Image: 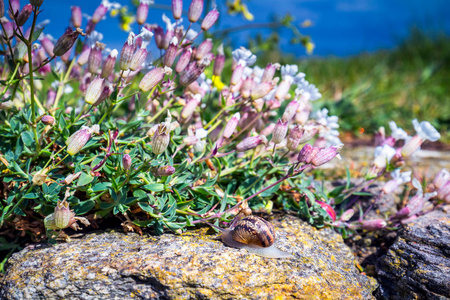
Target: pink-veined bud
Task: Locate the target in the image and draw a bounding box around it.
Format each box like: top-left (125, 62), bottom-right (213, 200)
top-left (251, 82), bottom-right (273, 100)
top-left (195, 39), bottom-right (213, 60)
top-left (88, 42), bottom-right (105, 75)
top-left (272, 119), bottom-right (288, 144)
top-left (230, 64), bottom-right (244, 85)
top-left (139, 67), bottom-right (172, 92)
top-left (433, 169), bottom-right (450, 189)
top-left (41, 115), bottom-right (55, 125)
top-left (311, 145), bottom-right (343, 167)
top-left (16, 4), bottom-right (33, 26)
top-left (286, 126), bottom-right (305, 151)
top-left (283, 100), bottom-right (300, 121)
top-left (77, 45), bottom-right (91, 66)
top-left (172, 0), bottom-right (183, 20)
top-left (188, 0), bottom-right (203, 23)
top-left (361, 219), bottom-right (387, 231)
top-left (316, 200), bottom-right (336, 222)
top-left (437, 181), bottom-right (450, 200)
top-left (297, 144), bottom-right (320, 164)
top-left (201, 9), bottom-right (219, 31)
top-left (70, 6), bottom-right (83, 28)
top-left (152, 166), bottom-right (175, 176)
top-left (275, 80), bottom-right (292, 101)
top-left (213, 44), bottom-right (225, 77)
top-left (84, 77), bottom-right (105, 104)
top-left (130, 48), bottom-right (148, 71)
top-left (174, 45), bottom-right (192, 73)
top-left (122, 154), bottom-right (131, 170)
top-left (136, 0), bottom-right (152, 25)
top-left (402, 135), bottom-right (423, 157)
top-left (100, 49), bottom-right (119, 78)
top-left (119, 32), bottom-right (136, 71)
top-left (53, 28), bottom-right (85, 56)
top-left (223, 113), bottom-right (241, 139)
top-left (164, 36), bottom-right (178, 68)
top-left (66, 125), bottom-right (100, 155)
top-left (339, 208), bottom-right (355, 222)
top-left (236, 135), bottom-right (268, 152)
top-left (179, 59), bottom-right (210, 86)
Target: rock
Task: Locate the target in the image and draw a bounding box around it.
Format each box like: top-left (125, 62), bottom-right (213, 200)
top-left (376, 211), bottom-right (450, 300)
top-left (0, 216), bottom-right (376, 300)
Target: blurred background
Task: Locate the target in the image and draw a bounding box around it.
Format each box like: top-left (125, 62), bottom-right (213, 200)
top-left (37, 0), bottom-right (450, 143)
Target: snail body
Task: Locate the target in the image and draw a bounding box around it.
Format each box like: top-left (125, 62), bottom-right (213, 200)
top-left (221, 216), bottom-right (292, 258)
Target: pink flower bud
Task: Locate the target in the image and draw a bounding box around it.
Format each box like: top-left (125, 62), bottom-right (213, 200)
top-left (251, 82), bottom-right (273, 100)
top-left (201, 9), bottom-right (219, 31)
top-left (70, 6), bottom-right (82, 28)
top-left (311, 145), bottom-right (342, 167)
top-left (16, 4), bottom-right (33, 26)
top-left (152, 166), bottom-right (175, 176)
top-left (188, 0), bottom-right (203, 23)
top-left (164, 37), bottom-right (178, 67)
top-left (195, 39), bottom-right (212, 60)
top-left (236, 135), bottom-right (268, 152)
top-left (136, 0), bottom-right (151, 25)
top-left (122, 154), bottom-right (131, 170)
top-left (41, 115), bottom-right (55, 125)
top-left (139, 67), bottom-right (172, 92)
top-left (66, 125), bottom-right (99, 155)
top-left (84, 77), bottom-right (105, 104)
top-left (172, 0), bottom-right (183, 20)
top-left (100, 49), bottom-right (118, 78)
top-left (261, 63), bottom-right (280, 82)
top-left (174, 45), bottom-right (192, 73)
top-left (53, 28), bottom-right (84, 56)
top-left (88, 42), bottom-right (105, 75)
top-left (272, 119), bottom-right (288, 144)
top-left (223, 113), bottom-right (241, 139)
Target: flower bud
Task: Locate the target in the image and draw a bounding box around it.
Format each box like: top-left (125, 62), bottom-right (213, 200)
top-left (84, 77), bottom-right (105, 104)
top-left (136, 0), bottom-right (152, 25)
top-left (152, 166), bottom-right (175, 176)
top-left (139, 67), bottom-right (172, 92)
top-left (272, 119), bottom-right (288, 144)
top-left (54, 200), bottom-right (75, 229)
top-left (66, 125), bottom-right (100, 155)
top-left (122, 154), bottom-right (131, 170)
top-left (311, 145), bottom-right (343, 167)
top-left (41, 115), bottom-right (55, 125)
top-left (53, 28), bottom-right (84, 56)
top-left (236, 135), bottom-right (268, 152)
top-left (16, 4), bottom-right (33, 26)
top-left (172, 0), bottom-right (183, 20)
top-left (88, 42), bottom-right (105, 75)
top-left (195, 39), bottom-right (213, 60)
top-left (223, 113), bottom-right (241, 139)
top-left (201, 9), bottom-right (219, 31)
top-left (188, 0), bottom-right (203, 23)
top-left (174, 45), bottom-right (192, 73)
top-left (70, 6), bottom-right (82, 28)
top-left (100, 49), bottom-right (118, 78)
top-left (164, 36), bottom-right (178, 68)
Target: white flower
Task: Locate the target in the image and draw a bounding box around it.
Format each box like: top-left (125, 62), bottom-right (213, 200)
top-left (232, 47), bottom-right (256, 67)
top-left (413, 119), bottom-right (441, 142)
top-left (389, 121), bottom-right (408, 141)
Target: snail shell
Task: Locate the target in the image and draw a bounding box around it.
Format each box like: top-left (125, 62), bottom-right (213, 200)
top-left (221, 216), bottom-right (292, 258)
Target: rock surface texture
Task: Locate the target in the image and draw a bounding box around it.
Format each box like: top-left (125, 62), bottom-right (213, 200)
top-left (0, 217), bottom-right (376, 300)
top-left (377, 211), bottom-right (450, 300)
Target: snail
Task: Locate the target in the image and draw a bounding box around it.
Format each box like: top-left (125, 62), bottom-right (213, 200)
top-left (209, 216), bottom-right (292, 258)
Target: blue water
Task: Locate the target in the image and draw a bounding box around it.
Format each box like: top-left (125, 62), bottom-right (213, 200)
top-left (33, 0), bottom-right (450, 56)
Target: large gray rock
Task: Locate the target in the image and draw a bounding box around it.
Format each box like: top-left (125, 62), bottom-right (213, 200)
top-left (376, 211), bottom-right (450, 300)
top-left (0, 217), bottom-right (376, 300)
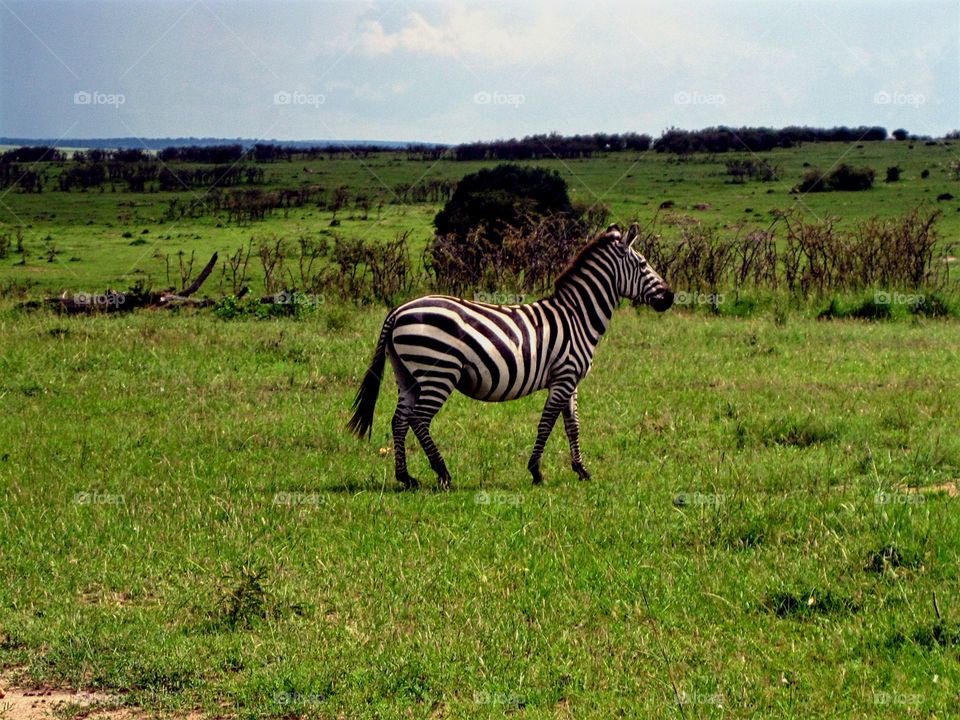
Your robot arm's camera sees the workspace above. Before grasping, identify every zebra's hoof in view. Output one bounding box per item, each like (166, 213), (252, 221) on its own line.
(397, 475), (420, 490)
+===+
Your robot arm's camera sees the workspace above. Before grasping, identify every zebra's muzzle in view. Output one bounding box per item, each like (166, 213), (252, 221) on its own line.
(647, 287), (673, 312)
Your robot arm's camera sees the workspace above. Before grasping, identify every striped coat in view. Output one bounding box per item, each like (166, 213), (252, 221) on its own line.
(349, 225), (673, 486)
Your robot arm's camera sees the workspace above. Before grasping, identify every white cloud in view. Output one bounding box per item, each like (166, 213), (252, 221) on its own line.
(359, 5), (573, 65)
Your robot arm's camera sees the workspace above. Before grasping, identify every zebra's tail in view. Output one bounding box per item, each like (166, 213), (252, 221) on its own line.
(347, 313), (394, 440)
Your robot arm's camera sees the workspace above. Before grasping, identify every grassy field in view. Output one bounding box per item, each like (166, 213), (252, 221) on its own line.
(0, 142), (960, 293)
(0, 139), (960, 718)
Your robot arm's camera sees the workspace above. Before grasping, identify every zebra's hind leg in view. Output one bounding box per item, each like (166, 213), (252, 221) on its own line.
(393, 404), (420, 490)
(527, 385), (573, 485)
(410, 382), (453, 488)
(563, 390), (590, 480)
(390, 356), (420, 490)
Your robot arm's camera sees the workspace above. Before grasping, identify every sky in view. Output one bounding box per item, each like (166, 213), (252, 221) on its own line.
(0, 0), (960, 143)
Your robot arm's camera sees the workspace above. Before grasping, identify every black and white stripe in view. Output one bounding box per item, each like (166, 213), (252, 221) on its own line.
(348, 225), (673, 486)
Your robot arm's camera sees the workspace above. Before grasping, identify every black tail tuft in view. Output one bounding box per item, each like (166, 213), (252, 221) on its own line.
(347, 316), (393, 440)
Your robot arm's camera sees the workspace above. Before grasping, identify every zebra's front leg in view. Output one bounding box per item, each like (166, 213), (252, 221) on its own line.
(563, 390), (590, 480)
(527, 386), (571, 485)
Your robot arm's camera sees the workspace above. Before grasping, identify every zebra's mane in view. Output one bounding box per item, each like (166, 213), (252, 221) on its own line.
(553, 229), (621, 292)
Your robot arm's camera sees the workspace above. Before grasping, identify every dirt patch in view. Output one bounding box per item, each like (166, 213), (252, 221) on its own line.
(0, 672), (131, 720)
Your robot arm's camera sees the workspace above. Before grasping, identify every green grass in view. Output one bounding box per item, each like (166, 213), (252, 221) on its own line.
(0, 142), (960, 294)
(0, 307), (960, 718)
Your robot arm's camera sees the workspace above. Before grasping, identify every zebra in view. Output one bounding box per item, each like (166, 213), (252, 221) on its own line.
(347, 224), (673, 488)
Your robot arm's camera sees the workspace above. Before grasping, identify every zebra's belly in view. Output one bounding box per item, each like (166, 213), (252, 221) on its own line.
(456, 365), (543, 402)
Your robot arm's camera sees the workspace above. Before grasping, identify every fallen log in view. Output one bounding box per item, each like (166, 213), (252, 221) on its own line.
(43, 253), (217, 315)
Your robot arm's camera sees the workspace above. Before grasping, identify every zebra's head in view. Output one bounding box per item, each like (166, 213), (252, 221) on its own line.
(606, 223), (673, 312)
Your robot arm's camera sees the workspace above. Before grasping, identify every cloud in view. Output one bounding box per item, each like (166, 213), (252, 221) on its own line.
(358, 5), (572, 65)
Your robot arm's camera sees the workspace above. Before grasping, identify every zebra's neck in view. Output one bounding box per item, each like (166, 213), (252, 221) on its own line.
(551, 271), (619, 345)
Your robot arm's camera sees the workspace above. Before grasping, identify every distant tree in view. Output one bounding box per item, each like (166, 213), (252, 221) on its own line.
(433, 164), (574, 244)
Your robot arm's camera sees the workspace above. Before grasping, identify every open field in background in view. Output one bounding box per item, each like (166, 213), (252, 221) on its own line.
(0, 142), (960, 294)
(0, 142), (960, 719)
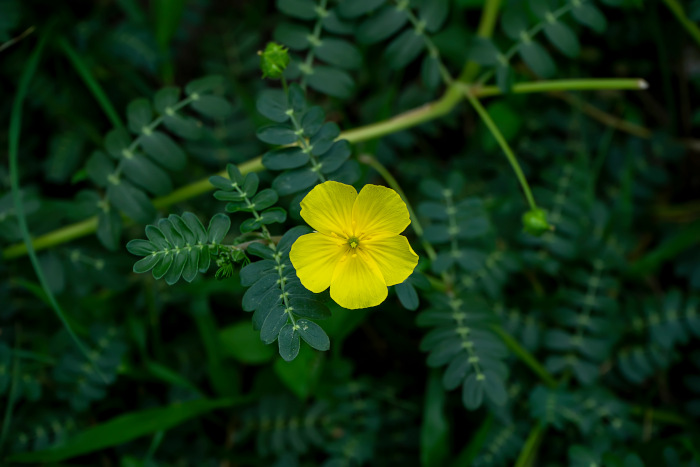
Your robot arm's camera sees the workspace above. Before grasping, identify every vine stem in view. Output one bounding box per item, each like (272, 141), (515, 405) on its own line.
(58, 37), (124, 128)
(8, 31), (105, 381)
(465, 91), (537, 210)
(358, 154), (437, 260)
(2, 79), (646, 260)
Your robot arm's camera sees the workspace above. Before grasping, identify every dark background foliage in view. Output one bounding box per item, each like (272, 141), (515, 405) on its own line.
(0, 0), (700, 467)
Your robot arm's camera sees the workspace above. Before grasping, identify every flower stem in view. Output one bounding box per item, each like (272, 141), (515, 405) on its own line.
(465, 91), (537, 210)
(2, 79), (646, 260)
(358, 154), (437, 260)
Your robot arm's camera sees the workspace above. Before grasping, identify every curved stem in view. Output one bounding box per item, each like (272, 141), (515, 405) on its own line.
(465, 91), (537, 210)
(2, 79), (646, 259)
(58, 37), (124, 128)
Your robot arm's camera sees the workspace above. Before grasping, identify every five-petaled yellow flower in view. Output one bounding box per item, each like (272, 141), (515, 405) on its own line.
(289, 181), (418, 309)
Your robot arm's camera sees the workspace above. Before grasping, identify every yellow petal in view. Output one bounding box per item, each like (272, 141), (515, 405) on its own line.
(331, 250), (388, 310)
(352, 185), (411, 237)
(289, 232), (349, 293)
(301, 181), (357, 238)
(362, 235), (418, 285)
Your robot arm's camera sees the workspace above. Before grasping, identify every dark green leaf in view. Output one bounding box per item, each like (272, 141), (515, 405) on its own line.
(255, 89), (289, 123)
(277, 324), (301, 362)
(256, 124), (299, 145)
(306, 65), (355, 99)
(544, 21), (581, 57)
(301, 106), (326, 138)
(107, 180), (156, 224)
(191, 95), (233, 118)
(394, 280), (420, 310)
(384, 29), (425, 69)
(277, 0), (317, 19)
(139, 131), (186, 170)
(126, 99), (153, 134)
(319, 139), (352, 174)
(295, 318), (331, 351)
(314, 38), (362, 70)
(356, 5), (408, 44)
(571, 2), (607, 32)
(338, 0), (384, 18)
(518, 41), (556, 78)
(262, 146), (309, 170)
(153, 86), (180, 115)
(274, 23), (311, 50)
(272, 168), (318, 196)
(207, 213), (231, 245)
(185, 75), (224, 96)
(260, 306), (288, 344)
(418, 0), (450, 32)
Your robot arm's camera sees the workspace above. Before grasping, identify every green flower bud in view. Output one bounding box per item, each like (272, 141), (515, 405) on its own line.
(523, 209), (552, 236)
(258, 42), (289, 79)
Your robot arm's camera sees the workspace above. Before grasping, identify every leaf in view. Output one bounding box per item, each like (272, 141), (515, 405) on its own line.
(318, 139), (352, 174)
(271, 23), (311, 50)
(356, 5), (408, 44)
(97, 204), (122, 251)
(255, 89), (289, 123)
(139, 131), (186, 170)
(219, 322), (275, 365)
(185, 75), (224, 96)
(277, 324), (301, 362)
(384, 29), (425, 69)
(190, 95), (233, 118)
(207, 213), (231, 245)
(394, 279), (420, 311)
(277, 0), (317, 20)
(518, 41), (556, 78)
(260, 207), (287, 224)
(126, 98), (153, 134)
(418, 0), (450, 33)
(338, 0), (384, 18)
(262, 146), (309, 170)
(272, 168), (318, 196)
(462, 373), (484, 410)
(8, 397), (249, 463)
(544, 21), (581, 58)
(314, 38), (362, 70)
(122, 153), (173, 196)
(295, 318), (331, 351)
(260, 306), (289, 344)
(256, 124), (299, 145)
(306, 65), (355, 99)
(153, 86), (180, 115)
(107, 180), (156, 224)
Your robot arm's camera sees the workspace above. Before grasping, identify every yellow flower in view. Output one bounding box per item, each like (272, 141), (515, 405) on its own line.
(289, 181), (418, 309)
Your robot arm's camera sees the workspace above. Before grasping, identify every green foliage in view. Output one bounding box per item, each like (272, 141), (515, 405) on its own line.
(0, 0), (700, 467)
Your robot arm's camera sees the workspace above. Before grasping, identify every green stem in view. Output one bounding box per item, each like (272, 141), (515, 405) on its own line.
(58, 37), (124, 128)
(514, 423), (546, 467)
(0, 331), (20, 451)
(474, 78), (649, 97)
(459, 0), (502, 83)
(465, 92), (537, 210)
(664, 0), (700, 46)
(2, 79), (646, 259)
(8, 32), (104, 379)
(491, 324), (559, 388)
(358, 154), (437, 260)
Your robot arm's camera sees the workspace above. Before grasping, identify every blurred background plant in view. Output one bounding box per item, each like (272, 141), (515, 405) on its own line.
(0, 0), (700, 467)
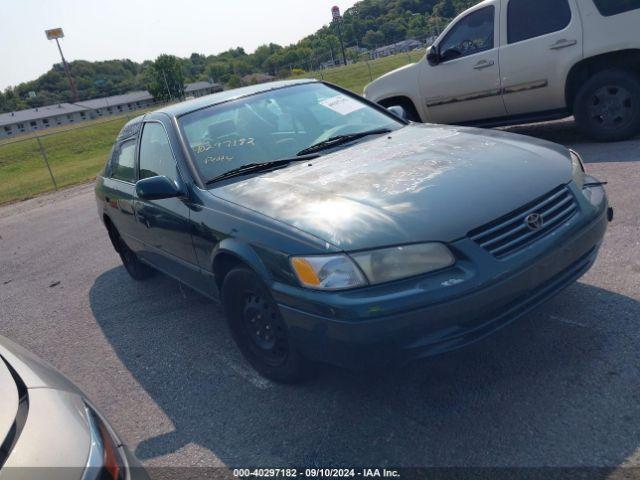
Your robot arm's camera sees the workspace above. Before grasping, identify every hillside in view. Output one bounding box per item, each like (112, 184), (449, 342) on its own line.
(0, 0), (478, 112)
+===+
_TASK DETAILS_
Copy out the listing from the line containing "Target: snail shell" through the line containing "top-left (377, 211), bottom-right (450, 300)", both included, reproducing each line without any change.

_EXPECTED ANSWER_
Target: snail shell
Task: Locate the target in the image and draw a bounding box around it.
Format each box like: top-left (125, 62), bottom-right (213, 200)
top-left (221, 216), bottom-right (292, 258)
Target: rock surface texture
Task: Locate the target in the image and draw a bounding box around it.
Format each box like: top-left (125, 62), bottom-right (213, 200)
top-left (0, 217), bottom-right (376, 300)
top-left (377, 211), bottom-right (450, 300)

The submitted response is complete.